Check each line of the records below and collect those that include the word "tree".

Data entries

■ ■ ■ ■ ■ ■ ■

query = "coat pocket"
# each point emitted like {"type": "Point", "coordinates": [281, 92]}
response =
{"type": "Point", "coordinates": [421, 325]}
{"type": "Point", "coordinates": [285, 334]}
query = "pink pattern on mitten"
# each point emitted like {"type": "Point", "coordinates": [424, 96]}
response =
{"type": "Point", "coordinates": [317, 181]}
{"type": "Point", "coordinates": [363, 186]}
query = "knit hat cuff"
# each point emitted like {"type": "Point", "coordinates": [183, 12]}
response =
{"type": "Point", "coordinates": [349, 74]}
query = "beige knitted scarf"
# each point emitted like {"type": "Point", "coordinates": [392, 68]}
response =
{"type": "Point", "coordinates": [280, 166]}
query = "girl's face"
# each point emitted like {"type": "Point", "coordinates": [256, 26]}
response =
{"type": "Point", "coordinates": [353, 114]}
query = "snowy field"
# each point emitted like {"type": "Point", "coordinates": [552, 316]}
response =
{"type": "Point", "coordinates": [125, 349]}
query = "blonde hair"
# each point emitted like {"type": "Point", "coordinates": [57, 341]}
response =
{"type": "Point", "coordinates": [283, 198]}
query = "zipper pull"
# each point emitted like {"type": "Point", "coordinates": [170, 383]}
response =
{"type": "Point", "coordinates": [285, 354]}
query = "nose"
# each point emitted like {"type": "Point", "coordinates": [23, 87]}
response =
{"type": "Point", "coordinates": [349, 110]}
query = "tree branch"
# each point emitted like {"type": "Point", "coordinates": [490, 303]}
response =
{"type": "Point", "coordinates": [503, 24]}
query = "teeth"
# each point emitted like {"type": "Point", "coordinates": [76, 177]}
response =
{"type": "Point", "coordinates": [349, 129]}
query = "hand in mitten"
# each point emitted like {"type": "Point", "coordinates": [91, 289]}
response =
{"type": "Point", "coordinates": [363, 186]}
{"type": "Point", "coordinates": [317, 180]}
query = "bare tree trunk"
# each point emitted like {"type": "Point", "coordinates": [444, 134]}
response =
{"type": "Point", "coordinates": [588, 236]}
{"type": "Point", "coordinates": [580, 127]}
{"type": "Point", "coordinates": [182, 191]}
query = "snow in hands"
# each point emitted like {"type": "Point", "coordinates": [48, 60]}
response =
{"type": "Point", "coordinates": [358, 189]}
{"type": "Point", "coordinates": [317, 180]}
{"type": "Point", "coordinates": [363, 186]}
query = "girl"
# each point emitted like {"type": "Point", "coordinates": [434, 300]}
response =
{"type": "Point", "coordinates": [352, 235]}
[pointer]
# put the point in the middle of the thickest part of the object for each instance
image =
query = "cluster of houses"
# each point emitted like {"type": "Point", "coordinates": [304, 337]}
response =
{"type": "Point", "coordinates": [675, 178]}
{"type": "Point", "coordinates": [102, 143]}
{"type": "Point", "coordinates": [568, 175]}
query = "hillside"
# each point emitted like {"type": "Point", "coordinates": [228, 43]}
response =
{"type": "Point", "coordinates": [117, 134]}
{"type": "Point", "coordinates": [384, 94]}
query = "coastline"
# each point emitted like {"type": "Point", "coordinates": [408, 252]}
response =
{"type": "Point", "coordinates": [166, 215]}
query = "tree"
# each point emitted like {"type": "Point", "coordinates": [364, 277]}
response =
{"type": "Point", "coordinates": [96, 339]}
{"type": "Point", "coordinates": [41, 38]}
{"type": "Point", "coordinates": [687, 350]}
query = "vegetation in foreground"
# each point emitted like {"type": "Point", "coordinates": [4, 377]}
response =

■ ■ ■ ■ ■ ■ ■

Response to the task:
query = "tree branch"
query = "bare tree trunk"
query = "tree"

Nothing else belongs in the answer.